_TEXT SHOWN_:
—————
Volatility is back and that’s ‘not a bad thing’.
There are reasons to be cautious and at the same time reasons to be optimistic.
Cautious because if the US 10-year bond, the lowest risk asset in the market, yields 2.85%, there is a brutal amount of paper from emerging markets with questionable dividend and bond yields which show an unattractive risk-reward. The “yield chasing” policy that we alerted at CNBC can create a risk of huge nominal and real losses. Not only is the differential with the lower-risk asset too low to hold on to those positions, but those bonds will probably fall in price as the United States and the US dollar strengthens its position as a safe haven.
While we must be aware that stock markets and risky assets were expensive we also can find opportunities when the sell-off is indiscriminate.
On the positive side, we are very far from an environment of huge imbalances like 2007 or 2011. Corporate profits are not increasing as much as some would like, and the risk of downward earnings revisions is important, but if you look at developed markets, most companies still beat estimates and deliver solid profits. In the US, in addition, the end of share buybacks is not happening. This means that, now, many strong companies’ securities are finally becoming too cheap to ignore for an investor with a mid-term horizon. I would focus on developed markets, though, because the risk of a sudden stop in emerging markets -abrupt end of the flow of capital- is not small, as more money returns to the US after the recent measures to facilitate repatriation.
The banks are not a systemic risk. We have seen core capital increasing (CT1) at almost 1% per year and banks have reduced their imbalances. This is not to say that everything is wonderful in bank land, but we are not in an environment of systemic risk or crisis similar to 2008. This provides buying opportunities as long as our thesis when buying is not to pray for science fiction inflation increases or expect central banks to take us out of our losses.
—————
_EXTRACTED INFORMATION_:
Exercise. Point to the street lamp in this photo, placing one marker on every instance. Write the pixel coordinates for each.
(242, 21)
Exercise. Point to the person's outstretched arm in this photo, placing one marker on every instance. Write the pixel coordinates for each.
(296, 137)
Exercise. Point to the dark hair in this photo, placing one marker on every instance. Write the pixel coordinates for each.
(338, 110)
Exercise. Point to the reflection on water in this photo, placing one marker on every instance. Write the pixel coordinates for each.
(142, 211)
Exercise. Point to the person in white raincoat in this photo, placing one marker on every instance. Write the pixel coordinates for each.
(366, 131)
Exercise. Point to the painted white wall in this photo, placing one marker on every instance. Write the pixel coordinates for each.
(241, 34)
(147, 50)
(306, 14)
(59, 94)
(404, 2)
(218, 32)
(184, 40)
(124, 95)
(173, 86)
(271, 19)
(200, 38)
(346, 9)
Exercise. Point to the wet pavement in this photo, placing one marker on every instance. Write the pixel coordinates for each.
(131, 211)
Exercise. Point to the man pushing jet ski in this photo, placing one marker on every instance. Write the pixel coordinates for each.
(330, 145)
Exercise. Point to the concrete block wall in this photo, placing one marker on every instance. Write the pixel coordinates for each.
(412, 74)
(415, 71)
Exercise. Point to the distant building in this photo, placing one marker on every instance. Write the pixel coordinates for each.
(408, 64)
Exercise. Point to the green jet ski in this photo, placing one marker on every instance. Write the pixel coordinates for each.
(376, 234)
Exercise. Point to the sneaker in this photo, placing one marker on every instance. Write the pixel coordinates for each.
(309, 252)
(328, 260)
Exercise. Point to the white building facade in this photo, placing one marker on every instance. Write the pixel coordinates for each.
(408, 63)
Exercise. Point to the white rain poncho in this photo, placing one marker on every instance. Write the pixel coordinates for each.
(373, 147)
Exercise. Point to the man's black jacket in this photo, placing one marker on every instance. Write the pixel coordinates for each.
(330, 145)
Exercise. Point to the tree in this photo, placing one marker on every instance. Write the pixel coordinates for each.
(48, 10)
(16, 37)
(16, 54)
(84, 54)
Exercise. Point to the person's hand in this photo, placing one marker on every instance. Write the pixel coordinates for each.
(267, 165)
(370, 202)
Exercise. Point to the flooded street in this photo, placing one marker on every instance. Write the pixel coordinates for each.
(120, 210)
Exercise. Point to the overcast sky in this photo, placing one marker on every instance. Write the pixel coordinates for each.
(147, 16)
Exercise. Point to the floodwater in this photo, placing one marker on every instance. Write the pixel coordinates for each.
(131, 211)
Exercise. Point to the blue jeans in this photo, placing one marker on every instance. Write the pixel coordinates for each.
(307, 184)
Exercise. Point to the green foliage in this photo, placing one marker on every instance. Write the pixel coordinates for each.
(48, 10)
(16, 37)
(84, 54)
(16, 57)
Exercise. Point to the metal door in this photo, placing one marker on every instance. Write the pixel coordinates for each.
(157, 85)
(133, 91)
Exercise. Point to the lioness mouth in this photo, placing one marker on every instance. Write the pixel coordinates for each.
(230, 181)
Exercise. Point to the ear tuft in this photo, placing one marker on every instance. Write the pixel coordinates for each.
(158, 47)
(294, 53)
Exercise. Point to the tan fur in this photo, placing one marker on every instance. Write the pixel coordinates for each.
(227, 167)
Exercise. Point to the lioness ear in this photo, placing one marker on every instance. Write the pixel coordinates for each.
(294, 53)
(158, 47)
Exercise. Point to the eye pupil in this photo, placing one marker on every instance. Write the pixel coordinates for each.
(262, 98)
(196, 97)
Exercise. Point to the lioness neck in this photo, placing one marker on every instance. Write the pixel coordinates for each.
—————
_REQUIRED WORK_:
(a) Rewrite the part of the market commentary that opens with the words "While we must" and closes with "to facilitate repatriation.", replacing "developed markets" with "advanced economies".
(b) According to the market commentary, by about how much per year has banks' core capital been increasing?

_PER-TASK OUTPUTS_:
(a)
While we must be aware that stock markets and risky assets were expensive we also can find opportunities when the sell-off is indiscriminate.
On the positive side, we are very far from an environment of huge imbalances like 2007 or 2011. Corporate profits are not increasing as much as some would like, and the risk of downward earnings revisions is important, but if you look at advanced economies, most companies still beat estimates and deliver solid profits. In the US, in addition, the end of share buybacks is not happening. This means that, now, many strong companies’ securities are finally becoming too cheap to ignore for an investor with a mid-term horizon. I would focus on advanced economies, though, because the risk of a sudden stop in emerging markets -abrupt end of the flow of capital- is not small, as more money returns to the US after the recent measures to facilitate repatriation.

(b) Almost 1% per year.